Parei por um instante tentando me lembrar se ele era uma recordação de alguma festinha dela ou se o havia ganho no curso de improviso do genial Márcio Ballas.

E, antes que eu chegasse a alguma conclusão, minha filha pegou-o da minha mão e saiu correndo.

Abri um largo sorriso.

Nesses tempos desafiadores, onde muitos ainda estão com grande dificuldade em aceitar e se adaptar ao que está acontecendo, compartilho aqui o que aprendi com este gênio do humor sobre o improviso.

Afinal, se isto mudou para sempre a minha forma de viver e enxergar o mundo, também poderá servir como uma luz para iluminar o caminho dos que também procuram ter uma vida mais criativa e produtiva.

Vamos lá?

Diga: SIM!

Sarah Slater

Primeiramente, vamos subir no palco do teatro – e prometo que já iremos descer, pois talvez esta seja a primeira vez e você ainda se sinta desconfortável.

O improviso é uma técnica de teatro bem antiga e que, ao contrário do que possa parecer, não tem nada a ver com a falta de preparação – muito pelo contrário!

Para improvisar bem a pessoa tem que estar bem preparada, sendo que a base de tudo é o seu repertório.

Parece confuso?

Calma que você já vai entender.

De uma forma em geral, o modo como vivemos – as coisas que fazemos, aprendemos, vemos, lemos, experimentamos, etc – tudo isso faz parte do que chamamos de repertório, que é único e exclusivo de cada indivíduo.

E, quanto mais diferenciado forem as experiências que compõem o repertório, melhor para conectar ideias e criar soluções – inclusive aquelas piadas fantásticas.

Além disso, há um princípio fundamental (ou regra) e uma premissa importante.

O princípio tem a ver com a questão da aceitação, ou seja, o dizer SIM.

Aceitar o que vier seja lá o que for.

Ali ninguém irá te julgar pelo que você disser e, por mais absurdo que seja, a sequência do espetáculo depende e será feita em cima disso.

Logo, não há resposta certa e nem errada, há apenas uma coisa (projeto?) que se inicia, onde cada um é o responsável por fazê-lo seguir adiante.

Por exemplo, se alguém disser que “você é um médico descuidado que esqueceu um bisturi dentro da barriga da minha esposa”, você obrigatoriamente deverá incorporar isto e se sentir o próprio médico descuidado.

● **Dados fornecidos**
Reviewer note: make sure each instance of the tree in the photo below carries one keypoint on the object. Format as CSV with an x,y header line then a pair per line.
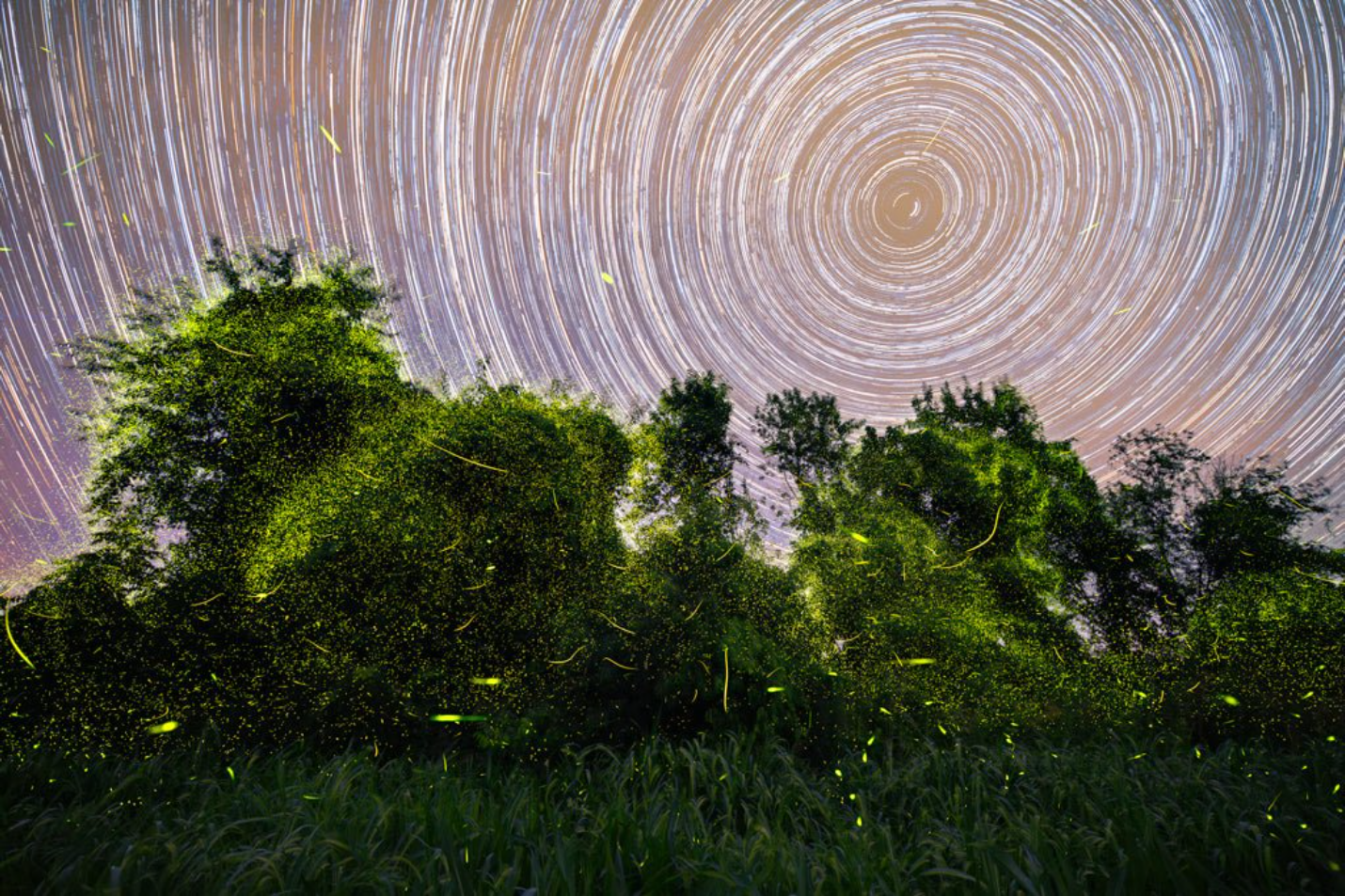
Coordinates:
x,y
806,436
687,459
1010,503
1182,524
1244,522
1163,480
215,402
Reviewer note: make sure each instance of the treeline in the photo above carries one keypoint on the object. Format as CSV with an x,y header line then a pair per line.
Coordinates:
x,y
356,558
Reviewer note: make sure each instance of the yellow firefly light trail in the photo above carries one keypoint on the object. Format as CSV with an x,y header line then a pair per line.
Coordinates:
x,y
993,529
9,636
476,463
725,680
330,139
243,354
613,624
81,165
562,662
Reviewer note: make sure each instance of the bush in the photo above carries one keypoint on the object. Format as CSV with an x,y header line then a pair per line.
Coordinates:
x,y
1263,655
429,571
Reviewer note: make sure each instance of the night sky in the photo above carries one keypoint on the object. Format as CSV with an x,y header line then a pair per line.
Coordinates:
x,y
1132,210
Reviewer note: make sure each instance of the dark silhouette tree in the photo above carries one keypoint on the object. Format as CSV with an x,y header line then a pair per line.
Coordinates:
x,y
806,434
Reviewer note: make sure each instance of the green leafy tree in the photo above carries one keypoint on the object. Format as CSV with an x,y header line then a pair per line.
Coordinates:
x,y
216,402
1012,505
1262,655
807,436
446,564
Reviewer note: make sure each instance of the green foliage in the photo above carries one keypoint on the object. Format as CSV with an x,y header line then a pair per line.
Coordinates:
x,y
215,403
1013,506
456,542
359,558
919,636
1263,655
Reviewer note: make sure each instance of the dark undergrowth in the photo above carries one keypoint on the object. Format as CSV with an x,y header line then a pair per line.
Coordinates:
x,y
903,815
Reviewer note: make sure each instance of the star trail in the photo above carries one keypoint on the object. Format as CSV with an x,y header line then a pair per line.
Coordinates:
x,y
1132,210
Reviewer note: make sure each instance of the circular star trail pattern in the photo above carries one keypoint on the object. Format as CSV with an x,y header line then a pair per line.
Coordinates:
x,y
1132,210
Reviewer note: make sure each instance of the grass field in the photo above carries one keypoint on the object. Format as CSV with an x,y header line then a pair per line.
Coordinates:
x,y
1116,815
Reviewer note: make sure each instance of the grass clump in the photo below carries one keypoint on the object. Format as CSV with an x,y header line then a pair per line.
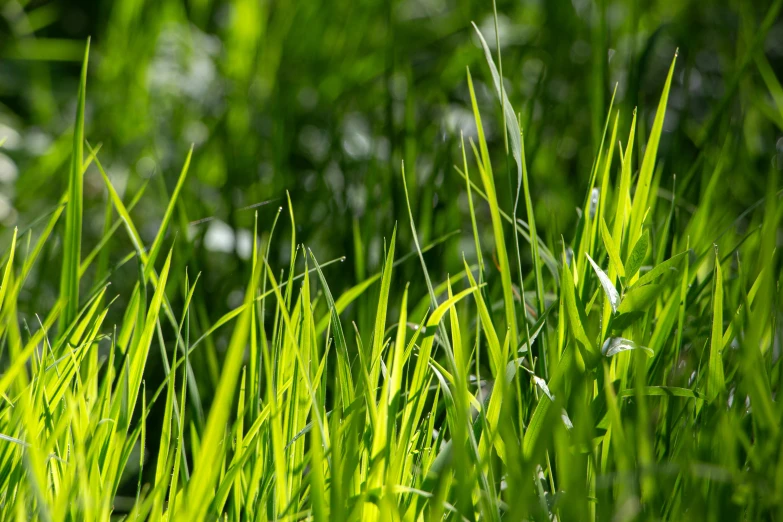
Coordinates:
x,y
626,371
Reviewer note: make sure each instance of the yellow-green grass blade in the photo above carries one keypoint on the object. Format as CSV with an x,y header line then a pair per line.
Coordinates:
x,y
69,279
715,375
497,225
641,196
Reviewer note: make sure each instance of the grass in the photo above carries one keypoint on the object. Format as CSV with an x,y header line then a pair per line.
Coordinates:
x,y
626,370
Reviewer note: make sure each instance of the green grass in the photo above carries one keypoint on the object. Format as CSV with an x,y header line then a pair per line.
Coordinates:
x,y
625,369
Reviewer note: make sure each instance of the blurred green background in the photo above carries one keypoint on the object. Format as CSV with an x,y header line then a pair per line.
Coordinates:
x,y
325,99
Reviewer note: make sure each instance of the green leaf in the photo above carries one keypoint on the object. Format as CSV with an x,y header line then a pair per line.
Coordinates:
x,y
576,316
715,378
611,292
612,250
665,268
637,256
640,200
639,299
72,241
614,345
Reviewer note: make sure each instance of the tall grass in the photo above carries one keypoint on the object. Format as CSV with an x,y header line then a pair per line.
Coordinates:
x,y
630,375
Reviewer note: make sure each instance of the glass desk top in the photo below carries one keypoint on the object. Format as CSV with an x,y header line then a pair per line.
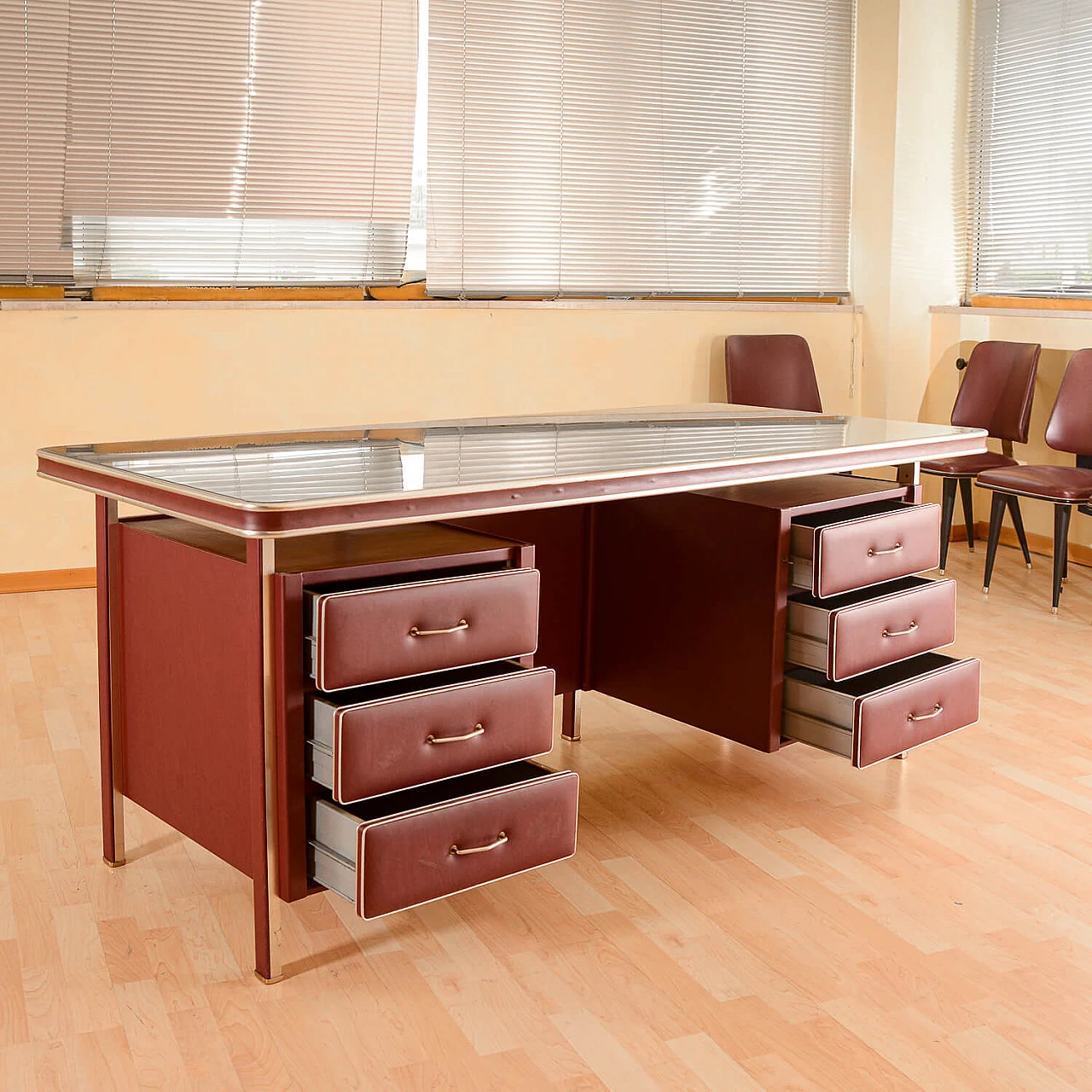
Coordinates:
x,y
281,471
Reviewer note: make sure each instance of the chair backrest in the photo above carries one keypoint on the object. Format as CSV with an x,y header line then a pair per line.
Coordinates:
x,y
771,370
1071,424
997,389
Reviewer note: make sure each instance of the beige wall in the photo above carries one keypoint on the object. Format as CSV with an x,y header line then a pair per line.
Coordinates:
x,y
90,373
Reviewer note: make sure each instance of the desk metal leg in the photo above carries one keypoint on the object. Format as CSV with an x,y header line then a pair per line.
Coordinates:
x,y
268,966
570,716
106,577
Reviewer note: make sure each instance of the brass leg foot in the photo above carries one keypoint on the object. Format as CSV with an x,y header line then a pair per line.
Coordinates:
x,y
570,716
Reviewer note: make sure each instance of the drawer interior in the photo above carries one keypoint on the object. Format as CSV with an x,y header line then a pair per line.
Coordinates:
x,y
802,541
810,615
870,682
816,520
811,694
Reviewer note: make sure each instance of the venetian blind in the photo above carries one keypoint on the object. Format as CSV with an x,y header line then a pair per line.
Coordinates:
x,y
1031,148
33,74
229,142
639,147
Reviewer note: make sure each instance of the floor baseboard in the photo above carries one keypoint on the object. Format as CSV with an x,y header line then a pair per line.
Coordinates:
x,y
46,580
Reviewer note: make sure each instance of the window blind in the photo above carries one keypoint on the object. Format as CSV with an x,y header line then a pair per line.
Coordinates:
x,y
639,147
211,142
1031,148
33,75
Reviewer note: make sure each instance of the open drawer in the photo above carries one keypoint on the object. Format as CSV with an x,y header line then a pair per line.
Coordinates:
x,y
864,630
428,843
396,735
390,631
884,713
841,550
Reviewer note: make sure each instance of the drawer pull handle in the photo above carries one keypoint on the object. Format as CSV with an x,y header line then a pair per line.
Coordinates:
x,y
476,730
937,710
502,839
463,624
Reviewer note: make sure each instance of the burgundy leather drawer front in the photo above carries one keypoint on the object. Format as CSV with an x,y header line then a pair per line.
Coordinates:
x,y
864,634
388,632
427,735
904,717
491,826
869,549
884,713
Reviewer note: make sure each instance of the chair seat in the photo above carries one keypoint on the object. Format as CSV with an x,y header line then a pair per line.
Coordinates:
x,y
1049,483
967,465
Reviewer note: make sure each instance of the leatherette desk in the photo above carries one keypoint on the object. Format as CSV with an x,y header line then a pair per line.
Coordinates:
x,y
327,656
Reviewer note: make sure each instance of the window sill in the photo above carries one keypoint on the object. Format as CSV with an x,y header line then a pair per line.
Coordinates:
x,y
444,305
1021,308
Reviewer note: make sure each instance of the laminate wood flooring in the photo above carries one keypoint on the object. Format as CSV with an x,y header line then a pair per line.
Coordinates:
x,y
732,921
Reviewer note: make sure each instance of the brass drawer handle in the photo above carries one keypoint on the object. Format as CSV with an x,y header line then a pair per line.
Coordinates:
x,y
502,839
463,624
478,730
937,710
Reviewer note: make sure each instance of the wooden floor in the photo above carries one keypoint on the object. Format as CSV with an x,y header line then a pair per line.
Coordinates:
x,y
730,921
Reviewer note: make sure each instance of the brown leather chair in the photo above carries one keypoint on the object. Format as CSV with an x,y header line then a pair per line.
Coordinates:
x,y
1068,429
771,370
996,394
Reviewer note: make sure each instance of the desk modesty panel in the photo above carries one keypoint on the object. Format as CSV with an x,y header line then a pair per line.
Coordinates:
x,y
331,658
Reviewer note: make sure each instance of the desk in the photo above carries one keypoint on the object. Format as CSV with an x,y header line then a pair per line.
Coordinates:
x,y
330,646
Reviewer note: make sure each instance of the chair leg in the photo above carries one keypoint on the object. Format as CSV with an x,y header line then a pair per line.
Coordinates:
x,y
947,508
997,506
964,488
1018,523
1061,515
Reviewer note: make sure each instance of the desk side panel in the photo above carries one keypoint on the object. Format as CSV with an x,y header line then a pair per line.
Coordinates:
x,y
688,612
190,655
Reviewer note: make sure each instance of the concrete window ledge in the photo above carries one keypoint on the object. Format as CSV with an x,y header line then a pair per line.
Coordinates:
x,y
429,305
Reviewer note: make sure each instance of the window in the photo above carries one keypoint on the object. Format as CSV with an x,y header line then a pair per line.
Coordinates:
x,y
639,147
566,147
1031,148
211,142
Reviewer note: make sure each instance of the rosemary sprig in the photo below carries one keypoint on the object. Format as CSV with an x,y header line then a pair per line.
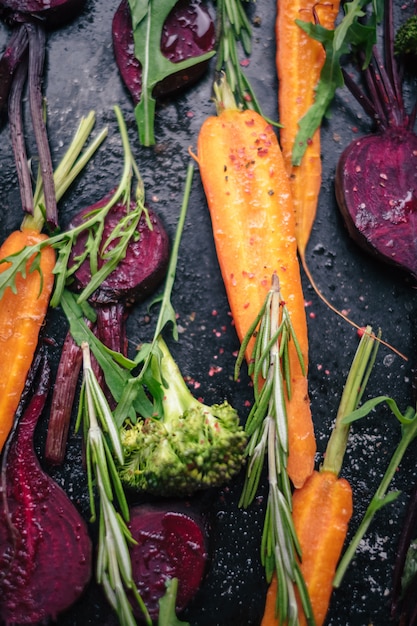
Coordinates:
x,y
114,569
267,428
63,242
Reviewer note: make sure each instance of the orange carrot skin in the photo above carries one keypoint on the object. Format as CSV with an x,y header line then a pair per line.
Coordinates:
x,y
299,61
250,204
321,512
21,317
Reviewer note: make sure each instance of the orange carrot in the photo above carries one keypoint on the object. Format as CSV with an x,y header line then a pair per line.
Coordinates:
x,y
251,208
299,61
22,314
322,508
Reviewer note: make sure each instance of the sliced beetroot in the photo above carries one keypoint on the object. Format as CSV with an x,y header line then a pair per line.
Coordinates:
x,y
139,273
376,176
188,32
45,550
376,192
171,543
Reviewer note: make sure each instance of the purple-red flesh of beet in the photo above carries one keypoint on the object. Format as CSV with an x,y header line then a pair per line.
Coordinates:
x,y
170,544
188,32
135,278
376,176
377,195
45,549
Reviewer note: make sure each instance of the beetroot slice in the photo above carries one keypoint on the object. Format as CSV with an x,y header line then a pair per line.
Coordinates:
x,y
188,32
45,550
170,544
376,190
139,272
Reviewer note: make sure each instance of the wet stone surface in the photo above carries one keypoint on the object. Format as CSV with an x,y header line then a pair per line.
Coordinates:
x,y
81,75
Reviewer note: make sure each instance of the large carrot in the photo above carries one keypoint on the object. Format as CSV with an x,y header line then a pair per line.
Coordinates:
x,y
299,61
251,208
322,508
22,313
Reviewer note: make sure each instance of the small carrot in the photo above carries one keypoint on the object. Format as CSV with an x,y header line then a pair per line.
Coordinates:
x,y
299,61
22,314
250,204
322,508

● **Instruções**
- 1) De acordo com o texto sobre improviso teatral, qual é a base de tudo para improvisar bem?
- 2) Prossiga o texto sobre improviso teatral a partir da última frase apresentada.

● **Respostas por item**
- 1) O repertório da pessoa.

- 2)
Dizer coisas do tipo: “ah, mas eu não sei nada de medicina”, ou então: “para de falar besteira porque eu não sou desatento”, ou ainda: “ei, mas você não é casado”, está proibido porque assim acabará a encenação.

Ou seja, você aceita e segue em frente.

Simples assim.

Já a premissa tem a ver com a escuta ativa, que é o saber ouvir.

Ninguém interrompe o outro e escuta atentamente a tudo o que está sendo dito, pois ali aparecerá algum elemento que servirá como gancho para a continuidade.

Pode ser apenas uma palavra ou então o sentido de tudo o que foi dito.

Por isso o saber ouvir é fundamental, pois é uma forma de deixar o seu cérebro atento para conectar as peças jogadas pelo outro com o seu repertório e assim criar a continuação.

E por que isso é importante?

Agora que entendemos que o SIM é a mola mestra que faz a roda do improviso girar em cima do repertório de cada um através da escuta ativa, já podemos descer do palco do teatro.

E, como a vida também não deixa de ser um grande palco, só que bem mais complexo, o que funciona num espetáculo também funciona no nosso dia a dia.

Entretanto, isto não quer dizer que a partir de agora deveremos passar a dizer sim para tudo o que aparecer na nossa frente – tal e qual o Jim Carrey no engraçado filme “Sim, Senhor”.

Assim como também isto não significa deixar de reclamar, como por exemplo, chegar no hotel para as férias de verão e o ar condicionado está quebrado.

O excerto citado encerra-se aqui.